___ Data rows ___
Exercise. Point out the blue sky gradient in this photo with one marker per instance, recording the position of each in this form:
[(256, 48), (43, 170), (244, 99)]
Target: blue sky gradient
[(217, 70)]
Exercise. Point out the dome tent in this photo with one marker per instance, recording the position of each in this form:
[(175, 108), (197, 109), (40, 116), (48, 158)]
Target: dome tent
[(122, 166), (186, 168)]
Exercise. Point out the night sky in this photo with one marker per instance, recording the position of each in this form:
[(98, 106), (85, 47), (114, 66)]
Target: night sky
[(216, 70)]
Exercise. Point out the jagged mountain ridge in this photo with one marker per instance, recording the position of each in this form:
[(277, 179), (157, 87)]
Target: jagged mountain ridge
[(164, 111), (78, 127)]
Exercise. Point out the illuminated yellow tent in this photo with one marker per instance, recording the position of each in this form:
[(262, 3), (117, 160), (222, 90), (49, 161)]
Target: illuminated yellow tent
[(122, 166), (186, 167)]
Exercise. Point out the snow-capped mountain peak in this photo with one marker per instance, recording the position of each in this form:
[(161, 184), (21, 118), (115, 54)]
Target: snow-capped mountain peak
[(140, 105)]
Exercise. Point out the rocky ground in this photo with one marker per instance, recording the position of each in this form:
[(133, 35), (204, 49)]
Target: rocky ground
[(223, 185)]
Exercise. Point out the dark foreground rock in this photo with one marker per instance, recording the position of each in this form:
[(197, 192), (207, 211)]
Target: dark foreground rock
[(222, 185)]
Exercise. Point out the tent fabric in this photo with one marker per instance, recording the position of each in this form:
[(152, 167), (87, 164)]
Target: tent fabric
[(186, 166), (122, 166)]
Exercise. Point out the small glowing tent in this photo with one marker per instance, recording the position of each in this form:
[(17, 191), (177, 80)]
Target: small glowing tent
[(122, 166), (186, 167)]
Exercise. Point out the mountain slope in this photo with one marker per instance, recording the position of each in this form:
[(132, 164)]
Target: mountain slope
___
→ **Exercise instructions**: Render every line above as a JSON list of strings, one string per line, skipping any blank lines.

→ **Task solution**:
[
  "Exercise. Point out the blue sky gradient in this photo with one marker per instance, recording the position of each in this form:",
  "[(256, 48), (43, 170), (244, 99)]",
  "Target: blue sky gradient",
  "[(217, 70)]",
  "Exercise. Point out the dome tent in this photo with one marker per instance, recording the position of each in this form:",
  "[(175, 108), (197, 109), (40, 116), (48, 158)]",
  "Target: dome tent",
  "[(122, 166), (186, 168)]",
  "Exercise. Point out the night sky in this photo with one marker per instance, recording the position of each in this form:",
  "[(98, 106), (85, 47), (114, 66)]",
  "Target: night sky",
  "[(216, 70)]",
  "Exercise. Point out the jagged mountain ridge in this photo with one marker per instance, recording the position of each in this form:",
  "[(277, 179), (157, 87)]",
  "Target: jagged mountain ridge",
  "[(164, 111), (78, 127)]",
  "Exercise. Point out the illuminated yellow tent in this photo with one marker per instance, recording the position of each in this form:",
  "[(262, 3), (117, 160), (222, 90), (49, 161)]",
  "Target: illuminated yellow tent",
  "[(122, 166), (186, 167)]",
  "Exercise. Point out the snow-capped mountain peak in this photo with one marker per instance, recording the position of each in this form:",
  "[(161, 184), (21, 118), (115, 54)]",
  "Target: snow-capped mountain peak",
  "[(140, 105)]",
  "Exercise. Point out the rocky ground in this photo with one marker per instance, recording the position of each in this form:",
  "[(133, 35), (204, 49)]",
  "Target: rocky ground",
  "[(223, 185)]",
  "Exercise. Point out the dark foreground rock in this photo with one marker per instance, recording the position of each in this form:",
  "[(197, 192), (207, 211)]",
  "Target: dark foreground rock",
  "[(222, 185)]",
  "Exercise. Point out the tent fabric in this photo with one marker per instance, recording the position of each in this form:",
  "[(152, 167), (87, 164)]",
  "Target: tent fabric",
  "[(186, 166), (122, 166)]",
  "Exercise. Point out the small glowing tent in this photo with one marker per instance, recording the position of each in this form:",
  "[(17, 191), (177, 80)]",
  "Target: small glowing tent",
  "[(122, 166), (186, 167)]",
  "Exercise. Point out the mountain slope in this photo with one marker per instance, recording the position of each in this form:",
  "[(132, 164)]",
  "Target: mountain slope"
]